-- TASK A --
In the records, retype the part that opens with the line containing "of the **dark" and closes with the line containing "Target: **dark background**", including both of those lines.

········

= Henry Browne (scholar) =

English classical and biblical scholar

Henry Browne (1804–1875) was an English classical and biblical scholar.

==Early years==
Browne was the son of the Rev. Henry John Browne, rector of Crownthorpe, Norfolk. He was educated at Corpus Christi College, Cambridge, where he was Bell Scholar in 1823. He graduated B.A. in 1826, and M.A. in 1830.

==Career==
From 1842 to 1847 he was principal of the theological college, Chichester. On 9 December 1842 he was collated to the prebendal stall of Waltham in Chichester Cathedral, and in 1843 he was appointed examining chaplain to the bishop of Chichester. In 1854 he was preferred to the parish of Pevensey in the same diocese. Here he remained until his death, 19 June 1875.

········

-- TASK B --
According to the biography of Henry Browne, which parish was he preferred to in 1854?

········

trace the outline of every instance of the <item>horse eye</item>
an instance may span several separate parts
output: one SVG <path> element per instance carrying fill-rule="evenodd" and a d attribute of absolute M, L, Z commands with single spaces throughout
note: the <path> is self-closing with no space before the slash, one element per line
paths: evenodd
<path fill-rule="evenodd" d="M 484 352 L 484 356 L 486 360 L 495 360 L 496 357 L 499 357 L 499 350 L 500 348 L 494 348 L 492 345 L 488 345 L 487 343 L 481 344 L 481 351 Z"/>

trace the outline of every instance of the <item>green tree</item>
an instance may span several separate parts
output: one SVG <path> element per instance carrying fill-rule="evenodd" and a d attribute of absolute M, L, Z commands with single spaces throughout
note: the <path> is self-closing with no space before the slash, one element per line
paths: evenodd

········

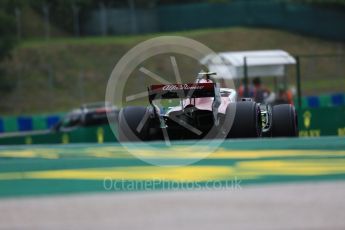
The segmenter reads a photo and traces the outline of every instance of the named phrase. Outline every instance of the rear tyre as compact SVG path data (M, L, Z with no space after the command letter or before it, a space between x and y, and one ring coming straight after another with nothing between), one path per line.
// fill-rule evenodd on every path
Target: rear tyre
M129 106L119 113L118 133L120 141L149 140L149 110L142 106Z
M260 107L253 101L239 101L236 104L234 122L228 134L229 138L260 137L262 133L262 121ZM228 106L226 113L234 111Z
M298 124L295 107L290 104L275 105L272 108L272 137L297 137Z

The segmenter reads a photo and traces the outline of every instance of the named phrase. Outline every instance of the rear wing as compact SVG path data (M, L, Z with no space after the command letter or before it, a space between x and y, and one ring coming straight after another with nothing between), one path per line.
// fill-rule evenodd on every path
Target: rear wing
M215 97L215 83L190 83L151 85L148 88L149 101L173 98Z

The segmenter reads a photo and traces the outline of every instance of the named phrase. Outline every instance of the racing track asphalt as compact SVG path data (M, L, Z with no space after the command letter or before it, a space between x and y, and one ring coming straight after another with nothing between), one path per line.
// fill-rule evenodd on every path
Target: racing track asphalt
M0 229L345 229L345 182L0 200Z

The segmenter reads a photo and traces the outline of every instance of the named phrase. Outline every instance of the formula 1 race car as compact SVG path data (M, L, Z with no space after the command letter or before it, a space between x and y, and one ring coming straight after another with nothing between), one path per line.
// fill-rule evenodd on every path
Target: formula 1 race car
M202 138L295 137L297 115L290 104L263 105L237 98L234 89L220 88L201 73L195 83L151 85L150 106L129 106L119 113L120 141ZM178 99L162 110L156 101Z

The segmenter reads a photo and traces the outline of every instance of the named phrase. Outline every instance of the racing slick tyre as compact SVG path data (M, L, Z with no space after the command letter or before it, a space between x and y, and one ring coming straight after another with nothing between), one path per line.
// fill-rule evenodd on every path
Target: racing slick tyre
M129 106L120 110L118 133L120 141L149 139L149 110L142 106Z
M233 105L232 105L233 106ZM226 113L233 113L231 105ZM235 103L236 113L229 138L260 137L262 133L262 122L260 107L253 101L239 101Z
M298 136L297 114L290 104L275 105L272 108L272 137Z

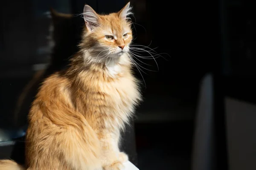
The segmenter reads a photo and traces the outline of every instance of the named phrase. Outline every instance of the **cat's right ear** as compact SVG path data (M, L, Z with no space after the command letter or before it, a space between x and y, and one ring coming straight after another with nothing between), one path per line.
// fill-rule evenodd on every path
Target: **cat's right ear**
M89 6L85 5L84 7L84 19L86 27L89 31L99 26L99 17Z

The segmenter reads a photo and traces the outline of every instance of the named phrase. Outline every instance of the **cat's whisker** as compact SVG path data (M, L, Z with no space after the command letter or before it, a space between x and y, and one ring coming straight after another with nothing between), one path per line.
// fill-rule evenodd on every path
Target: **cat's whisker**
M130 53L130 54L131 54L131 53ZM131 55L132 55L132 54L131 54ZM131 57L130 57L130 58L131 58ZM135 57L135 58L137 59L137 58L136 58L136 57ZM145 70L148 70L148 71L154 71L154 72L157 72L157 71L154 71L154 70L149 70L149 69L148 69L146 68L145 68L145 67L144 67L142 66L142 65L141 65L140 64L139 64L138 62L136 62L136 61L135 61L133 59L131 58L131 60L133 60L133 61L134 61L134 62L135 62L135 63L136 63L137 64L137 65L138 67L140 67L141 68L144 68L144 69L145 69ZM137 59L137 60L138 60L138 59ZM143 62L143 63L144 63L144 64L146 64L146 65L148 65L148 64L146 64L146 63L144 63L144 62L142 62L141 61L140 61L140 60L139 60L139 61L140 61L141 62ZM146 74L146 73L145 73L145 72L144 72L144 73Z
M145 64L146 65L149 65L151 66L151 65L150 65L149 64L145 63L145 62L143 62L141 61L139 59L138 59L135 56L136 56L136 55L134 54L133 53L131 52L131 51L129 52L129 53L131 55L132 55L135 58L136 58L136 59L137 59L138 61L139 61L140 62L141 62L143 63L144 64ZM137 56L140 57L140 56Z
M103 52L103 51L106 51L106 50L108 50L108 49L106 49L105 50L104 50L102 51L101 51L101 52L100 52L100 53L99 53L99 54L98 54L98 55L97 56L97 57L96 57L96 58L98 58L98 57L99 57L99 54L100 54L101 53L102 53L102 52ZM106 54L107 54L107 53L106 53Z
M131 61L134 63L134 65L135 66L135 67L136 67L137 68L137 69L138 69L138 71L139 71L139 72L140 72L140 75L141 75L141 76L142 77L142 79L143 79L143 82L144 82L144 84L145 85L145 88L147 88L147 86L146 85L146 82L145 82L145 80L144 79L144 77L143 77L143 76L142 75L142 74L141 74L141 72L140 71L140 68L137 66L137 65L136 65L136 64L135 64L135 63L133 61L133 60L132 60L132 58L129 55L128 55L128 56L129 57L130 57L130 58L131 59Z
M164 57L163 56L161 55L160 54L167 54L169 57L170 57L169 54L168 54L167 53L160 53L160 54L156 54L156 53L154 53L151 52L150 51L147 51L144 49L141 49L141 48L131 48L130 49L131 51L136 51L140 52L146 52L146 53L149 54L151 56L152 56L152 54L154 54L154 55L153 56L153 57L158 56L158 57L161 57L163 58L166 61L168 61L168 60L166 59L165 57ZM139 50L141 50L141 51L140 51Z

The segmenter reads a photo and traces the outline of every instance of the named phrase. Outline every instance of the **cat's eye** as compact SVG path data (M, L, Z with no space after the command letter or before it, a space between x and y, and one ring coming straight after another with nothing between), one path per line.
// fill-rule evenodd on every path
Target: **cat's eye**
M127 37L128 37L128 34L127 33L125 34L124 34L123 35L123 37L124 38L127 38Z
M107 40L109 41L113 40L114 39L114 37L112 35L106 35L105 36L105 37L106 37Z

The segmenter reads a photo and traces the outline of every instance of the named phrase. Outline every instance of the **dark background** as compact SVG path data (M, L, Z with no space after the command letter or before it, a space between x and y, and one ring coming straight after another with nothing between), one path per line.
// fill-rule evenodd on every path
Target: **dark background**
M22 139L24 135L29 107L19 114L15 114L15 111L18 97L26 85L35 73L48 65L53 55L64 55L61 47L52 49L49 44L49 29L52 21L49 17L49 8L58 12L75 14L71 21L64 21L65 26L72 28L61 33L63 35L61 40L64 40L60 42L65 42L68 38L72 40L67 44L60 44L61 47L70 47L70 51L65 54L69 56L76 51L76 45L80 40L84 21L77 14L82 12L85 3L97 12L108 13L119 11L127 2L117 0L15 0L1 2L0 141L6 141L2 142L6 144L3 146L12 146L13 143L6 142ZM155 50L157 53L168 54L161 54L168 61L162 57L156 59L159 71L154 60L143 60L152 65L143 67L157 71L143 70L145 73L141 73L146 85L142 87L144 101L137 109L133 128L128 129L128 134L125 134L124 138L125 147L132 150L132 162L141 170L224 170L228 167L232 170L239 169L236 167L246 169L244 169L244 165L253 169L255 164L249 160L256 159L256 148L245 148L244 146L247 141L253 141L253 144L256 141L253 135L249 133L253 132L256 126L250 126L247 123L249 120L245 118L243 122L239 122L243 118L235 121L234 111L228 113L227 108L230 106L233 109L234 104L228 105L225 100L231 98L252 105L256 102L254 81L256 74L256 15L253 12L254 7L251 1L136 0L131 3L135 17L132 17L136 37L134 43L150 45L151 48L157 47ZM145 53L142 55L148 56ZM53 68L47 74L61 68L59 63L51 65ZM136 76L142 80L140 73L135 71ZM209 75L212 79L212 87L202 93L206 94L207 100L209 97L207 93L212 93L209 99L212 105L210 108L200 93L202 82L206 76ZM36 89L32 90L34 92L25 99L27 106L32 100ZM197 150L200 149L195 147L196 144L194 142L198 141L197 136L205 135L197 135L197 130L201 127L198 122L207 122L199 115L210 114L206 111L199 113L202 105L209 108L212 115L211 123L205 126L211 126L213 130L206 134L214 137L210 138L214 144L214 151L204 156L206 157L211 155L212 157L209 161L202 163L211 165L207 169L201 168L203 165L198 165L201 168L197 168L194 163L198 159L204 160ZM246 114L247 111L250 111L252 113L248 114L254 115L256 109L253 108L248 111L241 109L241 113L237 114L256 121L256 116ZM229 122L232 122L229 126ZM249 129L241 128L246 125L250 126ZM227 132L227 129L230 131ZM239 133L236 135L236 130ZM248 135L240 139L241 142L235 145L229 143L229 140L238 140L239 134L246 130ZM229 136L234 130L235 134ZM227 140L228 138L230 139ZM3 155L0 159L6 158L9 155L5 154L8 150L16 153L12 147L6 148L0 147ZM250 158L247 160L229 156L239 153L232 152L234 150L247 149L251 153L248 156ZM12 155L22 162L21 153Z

········

-- TASK ANSWER A --
The segmenter reads a photo and traces the outline of every instance of the named phrase. Outline every instance of the **dark background** as compact SVG path data (M, L, Z with no space after the command letter or before it, a space between x and y, and one ring coming straight after another with nothing between), one path per line.
// fill-rule evenodd on every path
Target: **dark background**

-- TASK ANSWER B --
Pevensey, in the diocese of Chichester.